■ **INSTRUCTION 1**:
According to the passage on Australian planning, what share of open space did the Shire of Sherbrooke sometimes negotiate as a contribution?
— start PAGE EXCERPT —
In the late 1990s, the planning profession in Australia became enthusiastic about performance-based planning, by which applicants for development were supposed to justify their projects in terms of satisfaction of idealised principles, as distinct from the prescriptive planning by which applicants hitherto were required to satisfy detailed or at least specified standards. Whether by design or as an unintended consequence, this shift has been beneficial to the property industry as it placed local government officers and public servants on the defensive in attempting to condition developments so that ample public space is brought into public ownership to cater for the needs of new residents.
Practice between local governments and between states has long been disparate. In Victoria, the legislation specified a minimum charge and some local governments used the provision to extract large tracts of open space. For example, the Shire of Sherbrooke negotiated sometimes as much as 90% open space contribution, in steep or fire-prone localities of the Dandenong Ranges (such as became the Selby Bushland Reserve). By contrast, in Queensland prior to 1997, legislation specified a maximum statutory charge, reflecting the state’s pro-development ethos.
— end PAGE EXCERPT —
— start INPUT FOR THIS TASK —
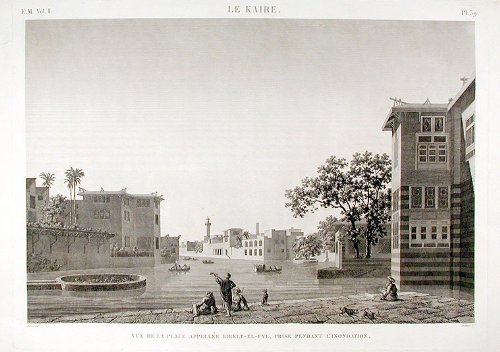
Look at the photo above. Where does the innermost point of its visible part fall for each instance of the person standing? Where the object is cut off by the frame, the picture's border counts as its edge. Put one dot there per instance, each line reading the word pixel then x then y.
pixel 391 292
pixel 226 288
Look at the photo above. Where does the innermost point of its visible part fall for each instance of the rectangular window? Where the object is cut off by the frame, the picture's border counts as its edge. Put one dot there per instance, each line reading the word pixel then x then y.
pixel 396 149
pixel 426 124
pixel 395 200
pixel 438 124
pixel 442 153
pixel 432 153
pixel 469 121
pixel 143 203
pixel 423 232
pixel 416 197
pixel 443 197
pixel 422 153
pixel 413 232
pixel 424 139
pixel 469 136
pixel 444 232
pixel 434 232
pixel 430 197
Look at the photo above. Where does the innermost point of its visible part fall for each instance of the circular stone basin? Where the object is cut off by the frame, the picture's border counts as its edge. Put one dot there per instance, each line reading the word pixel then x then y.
pixel 101 282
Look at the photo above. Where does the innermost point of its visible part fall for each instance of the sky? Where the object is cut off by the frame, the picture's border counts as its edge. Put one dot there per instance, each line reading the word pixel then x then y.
pixel 221 116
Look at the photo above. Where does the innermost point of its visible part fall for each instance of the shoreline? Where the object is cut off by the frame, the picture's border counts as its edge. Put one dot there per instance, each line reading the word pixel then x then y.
pixel 412 307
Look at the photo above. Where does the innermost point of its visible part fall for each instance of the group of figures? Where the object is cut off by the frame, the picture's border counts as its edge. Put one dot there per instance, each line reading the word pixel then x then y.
pixel 232 298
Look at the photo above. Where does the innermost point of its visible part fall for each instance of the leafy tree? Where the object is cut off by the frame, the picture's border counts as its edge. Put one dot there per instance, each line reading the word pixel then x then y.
pixel 239 239
pixel 372 174
pixel 73 179
pixel 307 247
pixel 48 180
pixel 357 190
pixel 198 248
pixel 55 211
pixel 326 230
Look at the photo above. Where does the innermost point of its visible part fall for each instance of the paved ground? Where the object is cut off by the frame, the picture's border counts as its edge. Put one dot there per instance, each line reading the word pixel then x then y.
pixel 412 308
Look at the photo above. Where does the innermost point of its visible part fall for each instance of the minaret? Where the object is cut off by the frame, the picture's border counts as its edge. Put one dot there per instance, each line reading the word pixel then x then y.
pixel 207 224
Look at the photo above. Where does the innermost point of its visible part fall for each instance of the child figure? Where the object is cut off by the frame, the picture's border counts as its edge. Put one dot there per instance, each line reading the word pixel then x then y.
pixel 265 296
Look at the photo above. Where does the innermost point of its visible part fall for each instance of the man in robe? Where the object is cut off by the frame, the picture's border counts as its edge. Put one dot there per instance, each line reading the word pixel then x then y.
pixel 226 291
pixel 391 291
pixel 206 306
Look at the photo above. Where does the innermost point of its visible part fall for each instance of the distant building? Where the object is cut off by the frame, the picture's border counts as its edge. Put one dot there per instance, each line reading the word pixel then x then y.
pixel 36 198
pixel 433 191
pixel 169 245
pixel 234 243
pixel 272 245
pixel 135 218
pixel 223 244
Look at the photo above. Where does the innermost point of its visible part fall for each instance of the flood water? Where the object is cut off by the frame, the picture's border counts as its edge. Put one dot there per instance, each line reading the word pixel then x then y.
pixel 166 289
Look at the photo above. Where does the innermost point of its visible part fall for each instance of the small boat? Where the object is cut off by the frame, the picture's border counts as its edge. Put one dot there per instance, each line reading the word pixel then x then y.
pixel 262 268
pixel 182 268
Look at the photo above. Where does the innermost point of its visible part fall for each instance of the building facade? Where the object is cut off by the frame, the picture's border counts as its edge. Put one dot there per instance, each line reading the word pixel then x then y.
pixel 36 198
pixel 135 218
pixel 270 245
pixel 432 235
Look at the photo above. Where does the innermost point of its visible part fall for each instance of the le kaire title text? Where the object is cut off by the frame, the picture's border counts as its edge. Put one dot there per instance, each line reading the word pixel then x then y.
pixel 256 9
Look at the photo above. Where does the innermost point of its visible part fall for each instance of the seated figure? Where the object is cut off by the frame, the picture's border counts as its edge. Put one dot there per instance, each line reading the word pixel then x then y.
pixel 206 306
pixel 239 299
pixel 391 291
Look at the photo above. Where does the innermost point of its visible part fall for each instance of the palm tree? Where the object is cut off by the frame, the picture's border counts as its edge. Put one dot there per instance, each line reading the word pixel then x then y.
pixel 77 179
pixel 73 179
pixel 70 183
pixel 48 180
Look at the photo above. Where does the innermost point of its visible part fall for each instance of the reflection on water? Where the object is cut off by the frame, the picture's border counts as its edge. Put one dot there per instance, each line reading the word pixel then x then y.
pixel 166 289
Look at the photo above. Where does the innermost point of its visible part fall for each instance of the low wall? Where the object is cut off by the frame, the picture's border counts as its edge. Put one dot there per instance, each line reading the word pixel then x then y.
pixel 78 253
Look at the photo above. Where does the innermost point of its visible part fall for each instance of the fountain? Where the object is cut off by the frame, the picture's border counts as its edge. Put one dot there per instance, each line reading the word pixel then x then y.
pixel 101 282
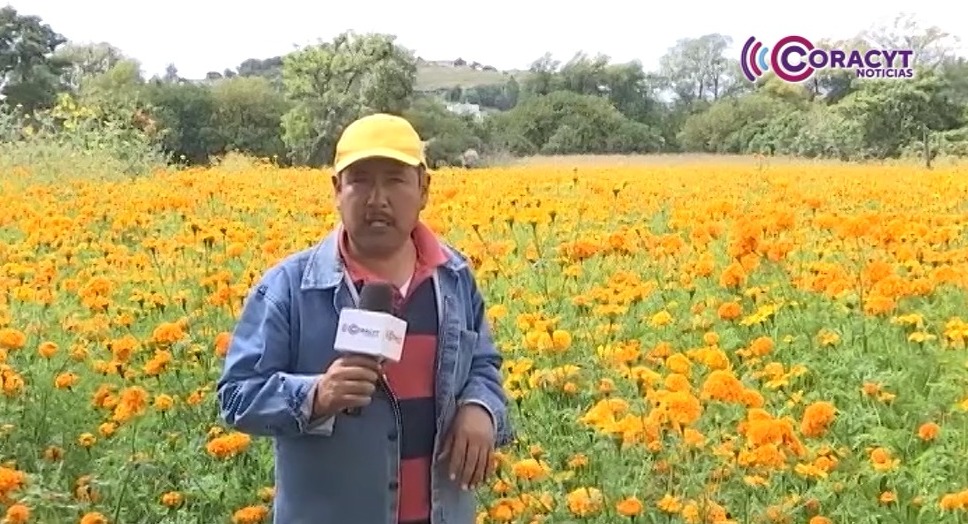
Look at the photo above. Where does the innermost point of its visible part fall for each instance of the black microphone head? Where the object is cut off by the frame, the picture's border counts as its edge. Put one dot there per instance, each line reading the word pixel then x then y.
pixel 377 297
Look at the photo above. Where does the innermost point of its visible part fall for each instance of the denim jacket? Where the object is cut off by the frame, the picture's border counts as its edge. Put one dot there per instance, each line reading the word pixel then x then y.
pixel 344 469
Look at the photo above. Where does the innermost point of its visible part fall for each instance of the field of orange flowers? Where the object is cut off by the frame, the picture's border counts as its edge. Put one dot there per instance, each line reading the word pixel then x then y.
pixel 689 343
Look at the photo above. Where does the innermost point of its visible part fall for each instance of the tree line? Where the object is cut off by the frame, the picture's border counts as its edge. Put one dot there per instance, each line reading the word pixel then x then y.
pixel 291 108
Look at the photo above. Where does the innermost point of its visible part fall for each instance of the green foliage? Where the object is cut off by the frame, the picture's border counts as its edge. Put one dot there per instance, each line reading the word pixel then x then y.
pixel 248 116
pixel 448 136
pixel 31 73
pixel 69 140
pixel 292 108
pixel 187 111
pixel 565 122
pixel 334 83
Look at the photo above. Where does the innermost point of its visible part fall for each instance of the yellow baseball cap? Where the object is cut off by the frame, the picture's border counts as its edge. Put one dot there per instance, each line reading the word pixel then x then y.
pixel 380 135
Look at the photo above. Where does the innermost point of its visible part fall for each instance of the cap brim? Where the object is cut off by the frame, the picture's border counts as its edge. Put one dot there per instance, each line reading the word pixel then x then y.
pixel 377 153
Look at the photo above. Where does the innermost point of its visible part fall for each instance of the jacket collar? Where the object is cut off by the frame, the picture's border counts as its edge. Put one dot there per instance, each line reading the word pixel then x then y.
pixel 325 267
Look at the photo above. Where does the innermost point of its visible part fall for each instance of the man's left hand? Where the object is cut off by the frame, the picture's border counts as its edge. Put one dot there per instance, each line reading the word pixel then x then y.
pixel 470 446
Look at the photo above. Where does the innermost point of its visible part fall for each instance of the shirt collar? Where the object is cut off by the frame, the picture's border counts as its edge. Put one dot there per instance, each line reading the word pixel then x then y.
pixel 430 254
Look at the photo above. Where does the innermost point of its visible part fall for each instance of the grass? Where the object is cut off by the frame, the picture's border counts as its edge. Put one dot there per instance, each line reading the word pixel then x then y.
pixel 431 77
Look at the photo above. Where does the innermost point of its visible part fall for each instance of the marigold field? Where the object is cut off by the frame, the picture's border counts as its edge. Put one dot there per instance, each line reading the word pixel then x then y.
pixel 691 343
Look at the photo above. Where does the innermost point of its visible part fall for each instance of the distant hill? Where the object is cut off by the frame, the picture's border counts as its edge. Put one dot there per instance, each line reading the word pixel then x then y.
pixel 432 75
pixel 436 75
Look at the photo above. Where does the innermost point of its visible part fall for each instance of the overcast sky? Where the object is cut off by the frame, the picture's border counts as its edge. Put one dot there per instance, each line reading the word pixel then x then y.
pixel 210 35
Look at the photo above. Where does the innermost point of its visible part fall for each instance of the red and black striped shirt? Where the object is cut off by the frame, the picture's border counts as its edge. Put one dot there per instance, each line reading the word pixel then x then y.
pixel 411 380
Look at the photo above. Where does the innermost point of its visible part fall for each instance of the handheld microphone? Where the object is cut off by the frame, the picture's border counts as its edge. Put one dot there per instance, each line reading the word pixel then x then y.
pixel 371 329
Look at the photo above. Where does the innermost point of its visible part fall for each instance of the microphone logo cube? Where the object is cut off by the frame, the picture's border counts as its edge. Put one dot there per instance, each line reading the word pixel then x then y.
pixel 370 333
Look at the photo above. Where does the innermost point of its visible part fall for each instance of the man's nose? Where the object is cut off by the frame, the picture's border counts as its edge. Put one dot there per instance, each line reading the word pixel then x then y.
pixel 378 194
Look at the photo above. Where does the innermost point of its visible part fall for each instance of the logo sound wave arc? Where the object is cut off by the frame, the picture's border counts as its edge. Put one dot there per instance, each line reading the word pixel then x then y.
pixel 754 61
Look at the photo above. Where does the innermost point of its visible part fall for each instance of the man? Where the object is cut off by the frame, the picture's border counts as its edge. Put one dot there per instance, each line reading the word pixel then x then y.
pixel 424 437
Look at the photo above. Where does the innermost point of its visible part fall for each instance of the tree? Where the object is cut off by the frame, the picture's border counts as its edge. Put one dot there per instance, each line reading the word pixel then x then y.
pixel 248 116
pixel 931 45
pixel 696 67
pixel 331 84
pixel 31 74
pixel 87 60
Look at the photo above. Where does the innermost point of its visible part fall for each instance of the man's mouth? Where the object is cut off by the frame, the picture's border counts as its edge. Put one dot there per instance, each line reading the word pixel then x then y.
pixel 379 222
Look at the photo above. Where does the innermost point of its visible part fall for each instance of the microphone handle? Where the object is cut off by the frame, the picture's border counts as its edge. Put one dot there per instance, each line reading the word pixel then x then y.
pixel 357 411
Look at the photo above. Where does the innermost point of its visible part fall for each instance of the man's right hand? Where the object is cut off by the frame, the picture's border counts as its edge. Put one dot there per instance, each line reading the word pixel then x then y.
pixel 348 383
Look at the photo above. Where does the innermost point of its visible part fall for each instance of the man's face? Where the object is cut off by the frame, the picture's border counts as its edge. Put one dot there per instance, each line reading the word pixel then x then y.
pixel 380 200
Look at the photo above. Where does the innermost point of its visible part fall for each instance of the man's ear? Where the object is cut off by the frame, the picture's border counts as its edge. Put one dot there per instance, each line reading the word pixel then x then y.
pixel 424 188
pixel 337 187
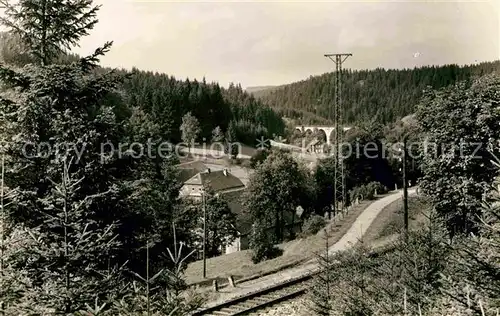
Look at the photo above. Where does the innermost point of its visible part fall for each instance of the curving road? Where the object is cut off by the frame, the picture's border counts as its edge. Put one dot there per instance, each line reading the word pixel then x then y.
pixel 353 235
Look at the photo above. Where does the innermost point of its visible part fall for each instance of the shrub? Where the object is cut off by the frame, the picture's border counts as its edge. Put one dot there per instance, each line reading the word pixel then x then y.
pixel 313 225
pixel 374 185
pixel 262 246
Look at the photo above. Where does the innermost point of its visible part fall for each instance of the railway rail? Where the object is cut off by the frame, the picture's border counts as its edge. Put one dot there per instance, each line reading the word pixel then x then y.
pixel 259 300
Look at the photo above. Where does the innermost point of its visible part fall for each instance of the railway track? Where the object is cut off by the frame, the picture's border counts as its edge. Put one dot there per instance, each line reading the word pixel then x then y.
pixel 257 301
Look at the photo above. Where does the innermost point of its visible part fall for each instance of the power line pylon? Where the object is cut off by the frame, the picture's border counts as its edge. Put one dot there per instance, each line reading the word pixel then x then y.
pixel 339 189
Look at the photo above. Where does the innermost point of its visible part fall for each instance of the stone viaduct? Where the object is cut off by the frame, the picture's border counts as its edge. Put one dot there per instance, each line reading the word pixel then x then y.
pixel 328 130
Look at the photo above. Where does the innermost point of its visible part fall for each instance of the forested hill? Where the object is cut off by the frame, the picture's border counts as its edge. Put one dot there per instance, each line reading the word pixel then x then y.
pixel 385 94
pixel 166 99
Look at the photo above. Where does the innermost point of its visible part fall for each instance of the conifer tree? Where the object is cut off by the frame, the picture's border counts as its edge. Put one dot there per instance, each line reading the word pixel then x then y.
pixel 69 259
pixel 321 291
pixel 48 28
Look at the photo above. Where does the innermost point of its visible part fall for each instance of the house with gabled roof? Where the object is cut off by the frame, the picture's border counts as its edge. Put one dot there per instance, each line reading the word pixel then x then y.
pixel 188 170
pixel 219 181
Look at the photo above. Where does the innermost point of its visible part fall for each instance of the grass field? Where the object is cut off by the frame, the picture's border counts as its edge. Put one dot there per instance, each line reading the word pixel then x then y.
pixel 240 266
pixel 390 221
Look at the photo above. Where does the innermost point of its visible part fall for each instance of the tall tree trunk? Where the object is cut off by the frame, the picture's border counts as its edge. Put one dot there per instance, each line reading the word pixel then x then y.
pixel 43 42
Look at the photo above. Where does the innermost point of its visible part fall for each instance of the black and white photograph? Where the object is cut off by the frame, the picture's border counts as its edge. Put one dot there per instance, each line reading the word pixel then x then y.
pixel 249 157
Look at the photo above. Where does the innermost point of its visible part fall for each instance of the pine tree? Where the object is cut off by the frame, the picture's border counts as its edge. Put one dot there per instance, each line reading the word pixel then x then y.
pixel 475 263
pixel 69 259
pixel 190 129
pixel 49 28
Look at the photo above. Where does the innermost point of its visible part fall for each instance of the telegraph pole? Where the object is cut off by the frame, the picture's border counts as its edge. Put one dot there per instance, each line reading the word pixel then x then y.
pixel 339 189
pixel 405 189
pixel 204 233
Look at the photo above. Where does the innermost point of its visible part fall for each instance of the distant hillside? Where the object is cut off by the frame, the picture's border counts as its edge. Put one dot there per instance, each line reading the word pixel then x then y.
pixel 258 89
pixel 387 95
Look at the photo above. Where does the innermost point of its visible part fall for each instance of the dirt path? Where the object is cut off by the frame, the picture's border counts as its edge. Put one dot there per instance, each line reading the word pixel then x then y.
pixel 352 236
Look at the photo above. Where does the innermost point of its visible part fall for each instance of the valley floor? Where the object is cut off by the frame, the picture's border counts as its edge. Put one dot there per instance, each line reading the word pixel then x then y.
pixel 352 236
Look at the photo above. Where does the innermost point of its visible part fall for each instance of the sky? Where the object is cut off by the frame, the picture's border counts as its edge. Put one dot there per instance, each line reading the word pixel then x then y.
pixel 259 43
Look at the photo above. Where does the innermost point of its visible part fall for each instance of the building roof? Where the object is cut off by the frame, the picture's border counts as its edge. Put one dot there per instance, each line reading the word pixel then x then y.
pixel 188 170
pixel 220 180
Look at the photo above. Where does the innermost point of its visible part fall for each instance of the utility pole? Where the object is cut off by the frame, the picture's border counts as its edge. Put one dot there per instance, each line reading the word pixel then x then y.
pixel 405 189
pixel 339 189
pixel 204 233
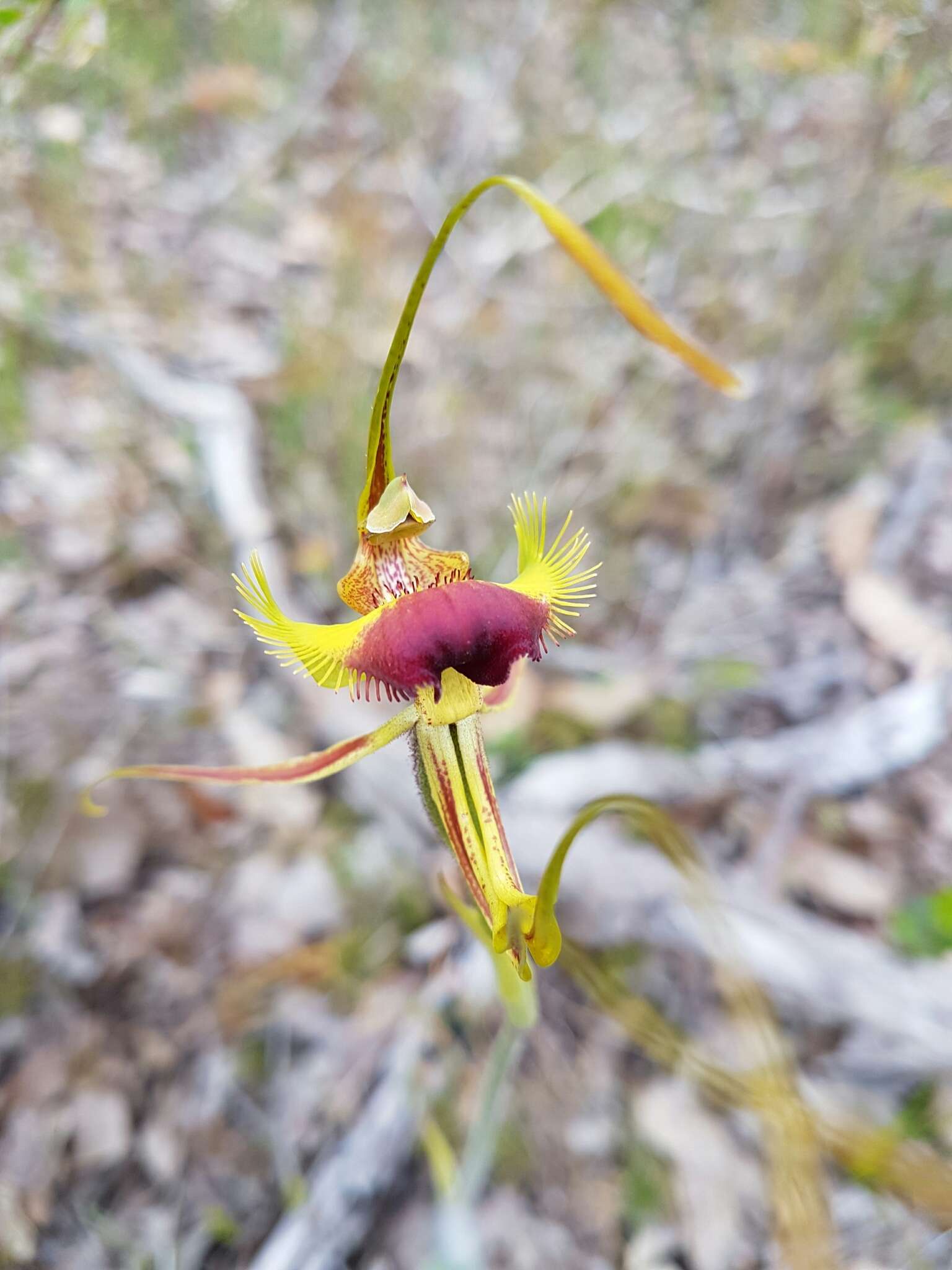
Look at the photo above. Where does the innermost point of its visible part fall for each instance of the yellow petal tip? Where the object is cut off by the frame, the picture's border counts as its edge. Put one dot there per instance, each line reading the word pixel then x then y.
pixel 95 810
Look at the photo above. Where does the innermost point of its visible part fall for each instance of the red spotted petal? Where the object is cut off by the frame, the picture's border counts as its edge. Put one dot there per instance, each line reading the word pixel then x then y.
pixel 475 628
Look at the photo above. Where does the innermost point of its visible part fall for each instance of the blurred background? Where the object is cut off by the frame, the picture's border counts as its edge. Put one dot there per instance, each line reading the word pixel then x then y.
pixel 224 1015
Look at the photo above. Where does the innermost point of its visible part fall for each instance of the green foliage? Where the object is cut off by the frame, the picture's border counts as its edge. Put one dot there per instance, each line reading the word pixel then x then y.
pixel 719 675
pixel 917 1114
pixel 17 981
pixel 923 928
pixel 644 1185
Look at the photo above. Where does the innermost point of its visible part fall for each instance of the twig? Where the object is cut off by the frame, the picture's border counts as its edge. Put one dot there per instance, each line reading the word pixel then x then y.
pixel 456 1238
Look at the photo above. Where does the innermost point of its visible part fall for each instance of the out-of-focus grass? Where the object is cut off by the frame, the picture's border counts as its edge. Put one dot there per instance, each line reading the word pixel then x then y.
pixel 923 928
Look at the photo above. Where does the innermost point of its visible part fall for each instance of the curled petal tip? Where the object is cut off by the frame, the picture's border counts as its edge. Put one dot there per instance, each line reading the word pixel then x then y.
pixel 88 807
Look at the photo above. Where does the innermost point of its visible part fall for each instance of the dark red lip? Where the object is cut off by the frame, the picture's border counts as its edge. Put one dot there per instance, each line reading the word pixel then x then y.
pixel 475 628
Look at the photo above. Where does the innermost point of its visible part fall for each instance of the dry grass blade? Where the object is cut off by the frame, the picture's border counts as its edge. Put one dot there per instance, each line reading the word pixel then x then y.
pixel 910 1170
pixel 803 1222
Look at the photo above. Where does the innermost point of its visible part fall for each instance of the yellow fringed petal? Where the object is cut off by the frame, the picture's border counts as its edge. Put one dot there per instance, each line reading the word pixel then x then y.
pixel 551 575
pixel 320 651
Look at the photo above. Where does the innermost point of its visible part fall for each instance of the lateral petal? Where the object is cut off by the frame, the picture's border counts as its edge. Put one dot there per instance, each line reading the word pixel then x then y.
pixel 320 649
pixel 294 771
pixel 553 575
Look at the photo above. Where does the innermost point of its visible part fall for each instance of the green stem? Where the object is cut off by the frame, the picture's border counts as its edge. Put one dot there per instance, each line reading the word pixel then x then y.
pixel 456 1237
pixel 588 255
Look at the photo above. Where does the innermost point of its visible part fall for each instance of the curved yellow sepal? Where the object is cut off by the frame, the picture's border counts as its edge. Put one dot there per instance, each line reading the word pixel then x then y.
pixel 545 939
pixel 589 257
pixel 315 766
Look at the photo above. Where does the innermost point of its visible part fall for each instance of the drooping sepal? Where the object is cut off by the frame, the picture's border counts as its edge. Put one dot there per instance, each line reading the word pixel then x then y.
pixel 315 766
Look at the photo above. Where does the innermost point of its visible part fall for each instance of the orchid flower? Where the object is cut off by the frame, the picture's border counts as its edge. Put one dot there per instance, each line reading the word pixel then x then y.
pixel 432 636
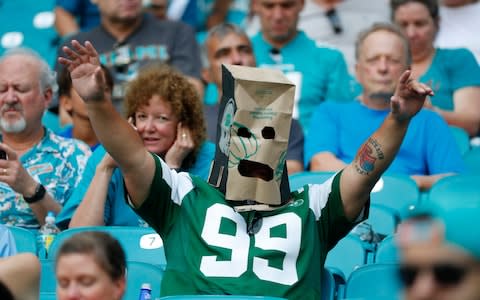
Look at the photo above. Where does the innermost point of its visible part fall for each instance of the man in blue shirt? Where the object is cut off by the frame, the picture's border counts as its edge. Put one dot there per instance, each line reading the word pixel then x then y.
pixel 319 73
pixel 428 151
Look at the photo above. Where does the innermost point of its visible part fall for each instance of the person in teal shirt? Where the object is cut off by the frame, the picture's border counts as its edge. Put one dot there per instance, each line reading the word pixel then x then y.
pixel 167 113
pixel 453 74
pixel 319 73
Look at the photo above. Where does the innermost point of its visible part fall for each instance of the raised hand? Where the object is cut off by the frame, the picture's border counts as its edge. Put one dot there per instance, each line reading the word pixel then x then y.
pixel 409 97
pixel 84 66
pixel 181 148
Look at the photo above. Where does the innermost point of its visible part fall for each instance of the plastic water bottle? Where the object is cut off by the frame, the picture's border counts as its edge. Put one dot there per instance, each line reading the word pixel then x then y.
pixel 48 231
pixel 145 292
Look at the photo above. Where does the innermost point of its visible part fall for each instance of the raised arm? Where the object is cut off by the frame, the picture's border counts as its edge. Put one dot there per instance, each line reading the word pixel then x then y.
pixel 376 154
pixel 114 132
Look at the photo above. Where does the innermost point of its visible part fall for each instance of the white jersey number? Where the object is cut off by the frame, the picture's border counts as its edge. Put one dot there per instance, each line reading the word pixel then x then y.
pixel 239 244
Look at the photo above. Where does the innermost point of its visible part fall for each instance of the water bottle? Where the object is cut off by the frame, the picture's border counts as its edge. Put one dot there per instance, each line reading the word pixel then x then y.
pixel 145 292
pixel 48 231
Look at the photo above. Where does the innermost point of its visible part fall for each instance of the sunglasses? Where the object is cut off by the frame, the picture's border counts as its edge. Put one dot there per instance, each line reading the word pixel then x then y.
pixel 445 274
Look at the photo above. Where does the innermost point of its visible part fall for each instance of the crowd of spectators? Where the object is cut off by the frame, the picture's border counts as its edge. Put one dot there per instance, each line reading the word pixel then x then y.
pixel 161 65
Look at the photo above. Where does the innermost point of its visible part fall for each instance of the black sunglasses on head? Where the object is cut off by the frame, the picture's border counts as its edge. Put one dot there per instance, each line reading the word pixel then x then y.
pixel 445 274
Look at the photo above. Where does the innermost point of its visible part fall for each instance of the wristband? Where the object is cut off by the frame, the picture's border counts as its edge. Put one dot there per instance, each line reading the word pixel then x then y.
pixel 37 196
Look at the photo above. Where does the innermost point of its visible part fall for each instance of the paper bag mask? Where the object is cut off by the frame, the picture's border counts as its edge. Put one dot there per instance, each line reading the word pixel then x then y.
pixel 252 137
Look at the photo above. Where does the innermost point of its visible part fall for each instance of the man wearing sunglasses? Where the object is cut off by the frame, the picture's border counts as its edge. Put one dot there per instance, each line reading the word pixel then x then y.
pixel 440 254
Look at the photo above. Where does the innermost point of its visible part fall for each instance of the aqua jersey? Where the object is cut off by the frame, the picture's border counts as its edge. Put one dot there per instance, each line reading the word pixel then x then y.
pixel 319 73
pixel 212 249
— end INPUT FOR THIS TASK —
■ **INSTRUCTION 2**:
Copy word for word the lines of the records starting with the first line of the records and going on through the line that contains "pixel 430 197", both included. Leave the pictures out of your answer.

■ **FINISHED ANSWER 1**:
As much as 90%.

■ **FINISHED ANSWER 2**:
Look at the photo above. Where does the innermost point of its visible part fall for each instance of the person standing? Where the object is cut off by the frame, the picture's border counts as its edge. Put one dot there per instance, each line reading the word pixel then x then y.
pixel 391 292
pixel 226 288
Look at the photo above. Where does the innermost point of its visible part fall for each instance of the rectangular window? Where the object is cut off by the frame, the picture's border counts as its edge. Put one dot there per instance, each line reading the word pixel then x then y.
pixel 396 149
pixel 426 124
pixel 395 200
pixel 438 124
pixel 442 153
pixel 432 153
pixel 469 121
pixel 143 203
pixel 423 232
pixel 416 197
pixel 443 197
pixel 422 153
pixel 413 232
pixel 424 139
pixel 469 136
pixel 444 232
pixel 434 232
pixel 430 197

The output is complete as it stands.